About this task: Output only the lines below that start at the line containing "Reviewer note: every instance of the yellow" and end at the line containing "pixel 147 383", with both ends kept.

Source records:
----
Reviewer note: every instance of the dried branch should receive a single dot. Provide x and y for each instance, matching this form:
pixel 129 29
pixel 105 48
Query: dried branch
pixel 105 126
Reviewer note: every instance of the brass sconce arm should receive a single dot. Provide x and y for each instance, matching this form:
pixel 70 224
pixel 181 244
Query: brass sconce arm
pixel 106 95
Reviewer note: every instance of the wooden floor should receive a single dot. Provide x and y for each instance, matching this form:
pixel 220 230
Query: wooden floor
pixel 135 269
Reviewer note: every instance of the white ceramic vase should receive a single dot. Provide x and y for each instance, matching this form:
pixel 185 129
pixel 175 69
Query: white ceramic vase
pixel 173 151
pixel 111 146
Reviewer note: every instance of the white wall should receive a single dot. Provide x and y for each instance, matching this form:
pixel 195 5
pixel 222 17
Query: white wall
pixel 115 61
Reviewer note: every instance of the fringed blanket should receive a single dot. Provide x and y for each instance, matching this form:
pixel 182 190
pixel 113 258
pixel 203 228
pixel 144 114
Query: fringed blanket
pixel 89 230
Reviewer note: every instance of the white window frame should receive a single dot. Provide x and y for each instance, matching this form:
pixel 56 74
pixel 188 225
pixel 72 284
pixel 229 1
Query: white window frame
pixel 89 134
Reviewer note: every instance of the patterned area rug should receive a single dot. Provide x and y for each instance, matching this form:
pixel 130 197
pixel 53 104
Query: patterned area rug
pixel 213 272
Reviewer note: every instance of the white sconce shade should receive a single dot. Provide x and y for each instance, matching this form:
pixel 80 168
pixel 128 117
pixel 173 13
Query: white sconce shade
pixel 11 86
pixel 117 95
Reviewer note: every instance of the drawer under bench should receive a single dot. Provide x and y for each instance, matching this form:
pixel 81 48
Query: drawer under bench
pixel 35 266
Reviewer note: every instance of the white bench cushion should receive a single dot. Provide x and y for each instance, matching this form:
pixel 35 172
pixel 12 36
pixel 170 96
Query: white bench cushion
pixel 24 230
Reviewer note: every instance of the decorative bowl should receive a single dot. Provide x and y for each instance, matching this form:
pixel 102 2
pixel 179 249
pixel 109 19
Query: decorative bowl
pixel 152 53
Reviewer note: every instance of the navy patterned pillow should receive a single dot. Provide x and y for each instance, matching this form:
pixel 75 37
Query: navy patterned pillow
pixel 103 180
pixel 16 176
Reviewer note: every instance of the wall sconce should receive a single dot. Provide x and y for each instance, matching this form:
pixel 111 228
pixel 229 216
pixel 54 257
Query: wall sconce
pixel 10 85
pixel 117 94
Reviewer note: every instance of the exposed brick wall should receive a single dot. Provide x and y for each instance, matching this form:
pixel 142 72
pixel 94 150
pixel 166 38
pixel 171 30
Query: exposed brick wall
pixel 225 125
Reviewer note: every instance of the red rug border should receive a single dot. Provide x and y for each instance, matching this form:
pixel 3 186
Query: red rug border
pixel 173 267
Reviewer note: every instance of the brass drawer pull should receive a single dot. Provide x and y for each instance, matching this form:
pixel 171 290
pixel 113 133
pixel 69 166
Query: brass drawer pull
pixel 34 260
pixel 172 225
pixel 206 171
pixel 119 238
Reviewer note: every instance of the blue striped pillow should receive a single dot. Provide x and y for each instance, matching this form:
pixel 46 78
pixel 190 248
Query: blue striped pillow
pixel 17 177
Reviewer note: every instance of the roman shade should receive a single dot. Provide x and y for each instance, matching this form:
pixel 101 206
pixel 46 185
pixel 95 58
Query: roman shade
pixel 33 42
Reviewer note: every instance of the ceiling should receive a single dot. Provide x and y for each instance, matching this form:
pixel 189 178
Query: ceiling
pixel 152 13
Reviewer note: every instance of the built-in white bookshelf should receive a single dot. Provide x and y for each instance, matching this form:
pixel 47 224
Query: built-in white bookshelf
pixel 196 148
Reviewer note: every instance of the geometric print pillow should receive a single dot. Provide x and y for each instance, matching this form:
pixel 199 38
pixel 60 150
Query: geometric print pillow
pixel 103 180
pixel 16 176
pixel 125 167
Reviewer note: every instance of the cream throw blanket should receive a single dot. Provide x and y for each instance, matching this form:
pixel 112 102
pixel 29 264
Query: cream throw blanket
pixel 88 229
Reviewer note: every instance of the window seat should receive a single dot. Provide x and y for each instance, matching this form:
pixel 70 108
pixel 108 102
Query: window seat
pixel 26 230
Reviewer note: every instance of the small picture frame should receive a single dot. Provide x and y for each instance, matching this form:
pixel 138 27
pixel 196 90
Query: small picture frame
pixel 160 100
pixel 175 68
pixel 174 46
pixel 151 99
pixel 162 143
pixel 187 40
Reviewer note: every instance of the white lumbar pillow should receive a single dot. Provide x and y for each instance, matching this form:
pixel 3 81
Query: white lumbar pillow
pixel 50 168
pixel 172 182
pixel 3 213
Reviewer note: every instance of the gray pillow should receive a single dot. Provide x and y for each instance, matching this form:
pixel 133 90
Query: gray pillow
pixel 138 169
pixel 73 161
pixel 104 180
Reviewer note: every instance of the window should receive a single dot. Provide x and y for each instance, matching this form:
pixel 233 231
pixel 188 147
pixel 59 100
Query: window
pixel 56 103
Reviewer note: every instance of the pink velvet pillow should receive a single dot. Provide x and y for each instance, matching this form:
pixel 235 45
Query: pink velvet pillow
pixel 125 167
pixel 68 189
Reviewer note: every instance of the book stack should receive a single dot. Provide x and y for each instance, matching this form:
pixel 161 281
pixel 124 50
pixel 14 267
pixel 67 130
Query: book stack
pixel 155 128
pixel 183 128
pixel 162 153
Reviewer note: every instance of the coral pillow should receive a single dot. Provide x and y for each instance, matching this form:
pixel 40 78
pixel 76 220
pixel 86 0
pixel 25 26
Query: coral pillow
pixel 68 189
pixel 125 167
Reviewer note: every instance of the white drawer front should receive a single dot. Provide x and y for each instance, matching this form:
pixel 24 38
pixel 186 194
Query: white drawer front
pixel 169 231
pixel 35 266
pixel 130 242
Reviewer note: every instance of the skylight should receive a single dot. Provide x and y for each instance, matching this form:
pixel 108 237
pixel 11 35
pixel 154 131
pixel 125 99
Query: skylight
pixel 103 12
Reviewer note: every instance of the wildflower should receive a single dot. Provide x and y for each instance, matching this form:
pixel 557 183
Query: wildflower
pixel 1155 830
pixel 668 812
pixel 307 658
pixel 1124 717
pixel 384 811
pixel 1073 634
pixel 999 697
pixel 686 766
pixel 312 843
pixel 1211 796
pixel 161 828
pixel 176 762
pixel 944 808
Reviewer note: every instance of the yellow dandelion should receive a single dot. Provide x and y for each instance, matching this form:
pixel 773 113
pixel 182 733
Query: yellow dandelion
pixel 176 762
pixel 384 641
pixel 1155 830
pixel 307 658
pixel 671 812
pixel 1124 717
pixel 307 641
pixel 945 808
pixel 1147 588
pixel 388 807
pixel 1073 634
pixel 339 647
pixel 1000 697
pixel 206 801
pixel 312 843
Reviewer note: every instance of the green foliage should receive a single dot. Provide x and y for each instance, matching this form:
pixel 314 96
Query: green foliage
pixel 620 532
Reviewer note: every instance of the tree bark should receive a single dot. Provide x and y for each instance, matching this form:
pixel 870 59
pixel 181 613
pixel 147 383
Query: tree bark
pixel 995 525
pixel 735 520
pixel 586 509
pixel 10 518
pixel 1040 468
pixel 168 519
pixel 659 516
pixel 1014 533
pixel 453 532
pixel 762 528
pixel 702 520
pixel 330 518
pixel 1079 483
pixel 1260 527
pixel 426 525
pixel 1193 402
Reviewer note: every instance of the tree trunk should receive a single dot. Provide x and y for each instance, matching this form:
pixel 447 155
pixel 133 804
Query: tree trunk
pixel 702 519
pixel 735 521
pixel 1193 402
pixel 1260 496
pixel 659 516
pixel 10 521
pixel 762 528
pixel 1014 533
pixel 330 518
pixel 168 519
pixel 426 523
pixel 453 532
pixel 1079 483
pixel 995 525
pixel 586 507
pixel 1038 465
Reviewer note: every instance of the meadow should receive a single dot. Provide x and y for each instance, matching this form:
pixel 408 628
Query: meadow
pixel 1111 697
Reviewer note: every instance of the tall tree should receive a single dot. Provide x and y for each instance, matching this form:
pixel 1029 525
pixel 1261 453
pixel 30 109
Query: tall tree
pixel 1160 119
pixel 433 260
----
Response box:
Reviewer note: every instance of the yellow dandelion should receive a single dot. Provide x and y for each instance, matching this form:
pixel 773 113
pixel 182 733
Query: yellow dandelion
pixel 176 762
pixel 384 641
pixel 1155 830
pixel 307 658
pixel 671 812
pixel 1124 717
pixel 307 641
pixel 945 808
pixel 1147 588
pixel 388 807
pixel 1073 634
pixel 339 647
pixel 1000 697
pixel 206 801
pixel 312 843
Reviewer note: every instance of the green foliage should receive a single dot. Provide x and y for each instance, matching this form:
pixel 314 96
Query: green foliage
pixel 620 532
Reviewer note: every instance of the tree bark should receive a single dot. Provide x and y for each instance, matching this form:
pixel 870 59
pixel 181 613
pixel 147 383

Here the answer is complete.